## Work item:
The following data needs to be repeated exactly, with all images excluded.

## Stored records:

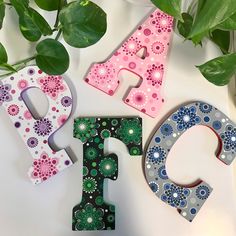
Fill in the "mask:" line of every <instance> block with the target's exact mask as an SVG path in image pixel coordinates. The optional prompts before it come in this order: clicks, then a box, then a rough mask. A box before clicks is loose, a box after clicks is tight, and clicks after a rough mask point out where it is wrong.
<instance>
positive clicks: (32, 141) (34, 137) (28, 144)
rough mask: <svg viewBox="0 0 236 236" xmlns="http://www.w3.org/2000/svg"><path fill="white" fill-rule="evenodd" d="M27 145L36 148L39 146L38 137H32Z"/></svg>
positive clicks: (31, 147) (28, 141) (30, 146)
mask: <svg viewBox="0 0 236 236" xmlns="http://www.w3.org/2000/svg"><path fill="white" fill-rule="evenodd" d="M27 145H28V146H29V147H30V148H35V147H37V145H38V139H37V138H35V137H31V138H29V139H28V140H27Z"/></svg>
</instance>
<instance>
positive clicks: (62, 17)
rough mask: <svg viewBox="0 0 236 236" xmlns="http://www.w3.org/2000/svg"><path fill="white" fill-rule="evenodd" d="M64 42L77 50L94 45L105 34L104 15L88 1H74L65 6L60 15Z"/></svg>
mask: <svg viewBox="0 0 236 236" xmlns="http://www.w3.org/2000/svg"><path fill="white" fill-rule="evenodd" d="M59 20H60V22H61V26H62V28H61V29H62V31H63V37H64V39H65V41H66V42H67V43H68V44H69V45H71V46H73V47H77V48H85V47H88V46H90V45H92V44H95V43H96V42H97V41H98V40H100V39H101V38H102V36H103V35H104V34H105V32H106V28H107V23H106V13H105V12H104V11H103V10H102V9H101V8H100V7H99V6H97V5H96V4H94V3H92V2H90V1H74V2H72V3H70V4H68V5H67V6H65V7H64V8H63V9H62V10H61V12H60V14H59Z"/></svg>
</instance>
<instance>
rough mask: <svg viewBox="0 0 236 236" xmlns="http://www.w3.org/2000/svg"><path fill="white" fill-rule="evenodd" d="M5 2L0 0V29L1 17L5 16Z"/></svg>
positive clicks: (0, 26) (1, 25) (1, 22)
mask: <svg viewBox="0 0 236 236" xmlns="http://www.w3.org/2000/svg"><path fill="white" fill-rule="evenodd" d="M5 9H6V7H5V4H4V2H3V0H0V29H1V28H2V23H3V19H4V17H5Z"/></svg>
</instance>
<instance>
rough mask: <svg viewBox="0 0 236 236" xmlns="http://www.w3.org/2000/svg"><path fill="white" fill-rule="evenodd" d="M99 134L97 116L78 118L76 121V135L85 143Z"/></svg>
mask: <svg viewBox="0 0 236 236" xmlns="http://www.w3.org/2000/svg"><path fill="white" fill-rule="evenodd" d="M96 135H97V130H96V119H95V118H77V119H75V122H74V137H75V138H78V139H80V140H81V142H83V143H85V142H87V140H88V139H90V138H92V137H94V136H96Z"/></svg>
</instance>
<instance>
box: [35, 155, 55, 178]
mask: <svg viewBox="0 0 236 236" xmlns="http://www.w3.org/2000/svg"><path fill="white" fill-rule="evenodd" d="M58 163H59V161H58V159H57V158H50V157H49V156H48V154H47V153H46V152H43V153H42V154H41V156H40V158H39V159H37V160H35V161H34V163H33V168H34V170H33V172H32V174H31V176H32V178H34V179H38V178H40V179H41V181H45V180H47V179H48V178H50V177H51V176H53V175H55V174H57V173H58V169H57V165H58Z"/></svg>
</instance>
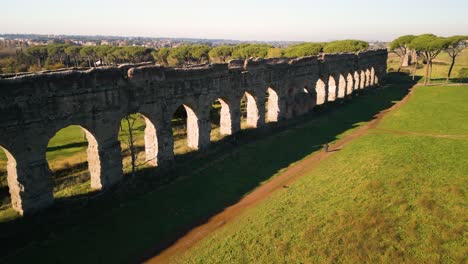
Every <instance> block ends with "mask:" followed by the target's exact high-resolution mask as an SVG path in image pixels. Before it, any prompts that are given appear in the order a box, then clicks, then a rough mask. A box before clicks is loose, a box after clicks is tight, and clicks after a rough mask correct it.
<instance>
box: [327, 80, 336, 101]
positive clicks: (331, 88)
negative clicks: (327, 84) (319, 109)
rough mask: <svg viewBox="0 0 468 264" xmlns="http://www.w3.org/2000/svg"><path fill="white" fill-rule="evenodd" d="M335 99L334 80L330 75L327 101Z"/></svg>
mask: <svg viewBox="0 0 468 264" xmlns="http://www.w3.org/2000/svg"><path fill="white" fill-rule="evenodd" d="M335 100H336V81H335V78H333V76H332V75H330V76H329V77H328V101H329V102H332V101H335Z"/></svg>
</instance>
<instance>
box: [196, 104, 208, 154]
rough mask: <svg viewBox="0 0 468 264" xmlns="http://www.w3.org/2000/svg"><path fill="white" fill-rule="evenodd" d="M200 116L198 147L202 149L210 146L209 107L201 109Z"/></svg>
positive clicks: (205, 148) (199, 121)
mask: <svg viewBox="0 0 468 264" xmlns="http://www.w3.org/2000/svg"><path fill="white" fill-rule="evenodd" d="M199 115H200V118H199V119H198V129H199V131H198V133H199V138H198V148H197V149H199V150H204V149H206V148H208V147H209V146H210V143H211V140H210V134H211V121H210V107H207V109H203V110H201V111H200V113H199Z"/></svg>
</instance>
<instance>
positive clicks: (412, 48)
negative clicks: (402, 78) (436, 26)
mask: <svg viewBox="0 0 468 264" xmlns="http://www.w3.org/2000/svg"><path fill="white" fill-rule="evenodd" d="M467 45H468V36H451V37H448V38H444V37H438V36H436V35H434V34H423V35H419V36H415V35H404V36H400V37H398V38H396V39H395V40H393V41H392V42H391V43H390V45H389V50H391V51H392V52H393V53H395V54H396V55H398V57H400V59H401V63H400V67H399V68H398V71H400V69H401V67H402V65H403V61H404V59H405V56H409V54H410V53H411V52H414V54H415V55H416V56H420V57H422V59H423V64H424V84H428V83H429V82H430V79H431V74H432V64H433V61H434V59H435V58H436V57H437V55H439V54H440V53H441V52H446V53H447V54H448V55H449V56H450V58H451V63H450V66H449V70H448V74H447V81H449V79H450V76H451V74H452V70H453V66H454V65H455V60H456V58H457V56H458V55H460V53H461V52H462V51H463V50H464V49H465V48H466V47H467ZM417 64H418V61H417V59H416V60H415V61H414V67H415V68H414V71H413V74H414V72H415V71H416V68H417Z"/></svg>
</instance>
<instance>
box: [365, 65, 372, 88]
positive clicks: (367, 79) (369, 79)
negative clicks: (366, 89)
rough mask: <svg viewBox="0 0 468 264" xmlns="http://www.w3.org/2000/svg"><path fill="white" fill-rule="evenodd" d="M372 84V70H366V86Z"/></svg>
mask: <svg viewBox="0 0 468 264" xmlns="http://www.w3.org/2000/svg"><path fill="white" fill-rule="evenodd" d="M370 85H371V79H370V71H369V69H367V70H366V84H365V87H369V86H370Z"/></svg>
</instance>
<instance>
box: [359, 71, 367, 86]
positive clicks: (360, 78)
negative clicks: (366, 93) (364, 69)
mask: <svg viewBox="0 0 468 264" xmlns="http://www.w3.org/2000/svg"><path fill="white" fill-rule="evenodd" d="M360 80H361V82H360V84H359V88H361V89H364V88H365V87H366V73H365V72H364V71H361V76H360Z"/></svg>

## Final answer:
Fill in the "mask:" line of every <instance> block with the target's exact mask as an SVG path in image pixel coordinates. The optional prompts before it come in this order: clicks, then a box, then a rough mask. A box before clicks is loose, a box after clicks is tight, and clicks after a rough mask point out where it is wrong.
<instance>
positive clicks: (32, 141) (34, 137) (28, 144)
rough mask: <svg viewBox="0 0 236 236" xmlns="http://www.w3.org/2000/svg"><path fill="white" fill-rule="evenodd" d="M27 145L36 148L39 146L38 137H32Z"/></svg>
positive clicks: (31, 147) (28, 141) (30, 146)
mask: <svg viewBox="0 0 236 236" xmlns="http://www.w3.org/2000/svg"><path fill="white" fill-rule="evenodd" d="M27 145H28V146H29V147H30V148H35V147H37V145H38V139H37V138H35V137H31V138H29V139H28V140H27Z"/></svg>
</instance>
<instance>
positive clicks: (62, 17)
rough mask: <svg viewBox="0 0 236 236" xmlns="http://www.w3.org/2000/svg"><path fill="white" fill-rule="evenodd" d="M64 42L77 50L94 45L105 34L104 15L88 1H74L65 6L60 15Z"/></svg>
mask: <svg viewBox="0 0 236 236" xmlns="http://www.w3.org/2000/svg"><path fill="white" fill-rule="evenodd" d="M59 20H60V22H61V26H62V28H61V29H62V31H63V37H64V39H65V41H66V42H67V43H68V44H69V45H71V46H73V47H77V48H85V47H88V46H90V45H92V44H95V43H96V42H97V41H98V40H100V39H101V38H102V36H103V35H104V34H105V32H106V28H107V23H106V13H105V12H104V11H103V10H102V9H101V8H100V7H99V6H97V5H96V4H94V3H92V2H90V1H74V2H72V3H70V4H68V5H67V6H65V7H64V8H63V9H62V10H61V12H60V14H59Z"/></svg>
</instance>
<instance>
rough mask: <svg viewBox="0 0 236 236" xmlns="http://www.w3.org/2000/svg"><path fill="white" fill-rule="evenodd" d="M5 2L0 0V29L1 17L5 16Z"/></svg>
positive clicks: (0, 26) (1, 25) (1, 22)
mask: <svg viewBox="0 0 236 236" xmlns="http://www.w3.org/2000/svg"><path fill="white" fill-rule="evenodd" d="M5 9H6V7H5V4H4V2H3V0H0V29H1V28H2V23H3V19H4V17H5Z"/></svg>
</instance>
<instance>
rough mask: <svg viewBox="0 0 236 236" xmlns="http://www.w3.org/2000/svg"><path fill="white" fill-rule="evenodd" d="M99 134L97 116L78 118L76 121V135L85 143Z"/></svg>
mask: <svg viewBox="0 0 236 236" xmlns="http://www.w3.org/2000/svg"><path fill="white" fill-rule="evenodd" d="M96 135H97V130H96V119H95V118H77V119H75V122H74V137H75V138H78V139H80V140H81V142H83V143H85V142H87V140H88V139H90V138H92V137H94V136H96Z"/></svg>
</instance>
<instance>
box: [35, 155, 55, 178]
mask: <svg viewBox="0 0 236 236" xmlns="http://www.w3.org/2000/svg"><path fill="white" fill-rule="evenodd" d="M58 163H59V161H58V159H57V158H50V157H49V156H48V154H47V153H46V152H43V153H42V154H41V156H40V158H39V159H37V160H35V161H34V163H33V168H34V170H33V172H32V174H31V176H32V178H34V179H38V178H40V179H41V181H45V180H47V179H48V178H50V177H51V176H53V175H55V174H57V173H58V169H57V165H58Z"/></svg>
</instance>
Every <instance> block ends with "mask:" followed by the target's exact high-resolution mask as an SVG path in image pixels. Before it, any prompts that are given appear in the order a box, then clicks, then a rough mask. A box before clicks is loose, a box after clicks is tight, and clicks after a rough mask correct it.
<instance>
box: [327, 80, 336, 101]
positive clicks: (331, 88)
negative clicks: (327, 84) (319, 109)
rough mask: <svg viewBox="0 0 468 264" xmlns="http://www.w3.org/2000/svg"><path fill="white" fill-rule="evenodd" d="M335 99L334 80L330 75L327 101Z"/></svg>
mask: <svg viewBox="0 0 468 264" xmlns="http://www.w3.org/2000/svg"><path fill="white" fill-rule="evenodd" d="M335 100H336V81H335V78H333V76H332V75H330V76H329V77H328V101H329V102H332V101H335Z"/></svg>
</instance>
<instance>
box: [196, 104, 208, 154]
rough mask: <svg viewBox="0 0 468 264" xmlns="http://www.w3.org/2000/svg"><path fill="white" fill-rule="evenodd" d="M200 116L198 147L202 149L210 146L209 107L201 109Z"/></svg>
positive clicks: (205, 148) (199, 121)
mask: <svg viewBox="0 0 468 264" xmlns="http://www.w3.org/2000/svg"><path fill="white" fill-rule="evenodd" d="M199 115H200V118H199V119H198V129H199V131H198V133H199V138H198V148H197V149H199V150H204V149H206V148H208V147H209V146H210V143H211V140H210V134H211V121H210V107H207V109H203V110H201V111H200V113H199Z"/></svg>
</instance>
<instance>
positive clicks: (412, 48)
negative clicks: (402, 78) (436, 26)
mask: <svg viewBox="0 0 468 264" xmlns="http://www.w3.org/2000/svg"><path fill="white" fill-rule="evenodd" d="M467 45H468V36H451V37H448V38H444V37H438V36H436V35H434V34H423V35H419V36H415V35H404V36H400V37H398V38H396V39H395V40H393V41H392V42H391V43H390V45H389V50H391V51H392V52H393V53H395V54H396V55H398V57H400V59H401V63H400V67H399V68H398V71H400V69H401V67H402V65H403V61H404V59H405V56H409V54H410V53H411V52H414V54H415V55H416V56H420V57H422V59H423V64H424V84H428V83H429V82H430V79H431V74H432V64H433V61H434V59H435V58H436V57H437V55H439V54H440V53H441V52H446V53H447V54H448V55H449V56H450V58H451V63H450V66H449V70H448V74H447V81H449V79H450V76H451V74H452V70H453V66H454V65H455V60H456V58H457V56H458V55H460V53H461V52H462V51H463V50H464V49H465V48H466V47H467ZM417 64H418V61H417V59H416V60H415V61H414V67H415V68H414V71H413V74H414V72H415V71H416V68H417Z"/></svg>
</instance>
<instance>
box: [365, 65, 372, 88]
positive clicks: (367, 79) (369, 79)
negative clicks: (366, 89)
rough mask: <svg viewBox="0 0 468 264" xmlns="http://www.w3.org/2000/svg"><path fill="white" fill-rule="evenodd" d="M372 84V70H366V86Z"/></svg>
mask: <svg viewBox="0 0 468 264" xmlns="http://www.w3.org/2000/svg"><path fill="white" fill-rule="evenodd" d="M370 85H371V79H370V71H369V69H367V70H366V84H365V87H369V86H370Z"/></svg>
</instance>
<instance>
box: [359, 71, 367, 86]
positive clicks: (360, 78)
negative clicks: (366, 93) (364, 69)
mask: <svg viewBox="0 0 468 264" xmlns="http://www.w3.org/2000/svg"><path fill="white" fill-rule="evenodd" d="M360 80H361V82H360V84H359V88H361V89H364V88H365V87H366V73H365V72H364V71H361V76H360Z"/></svg>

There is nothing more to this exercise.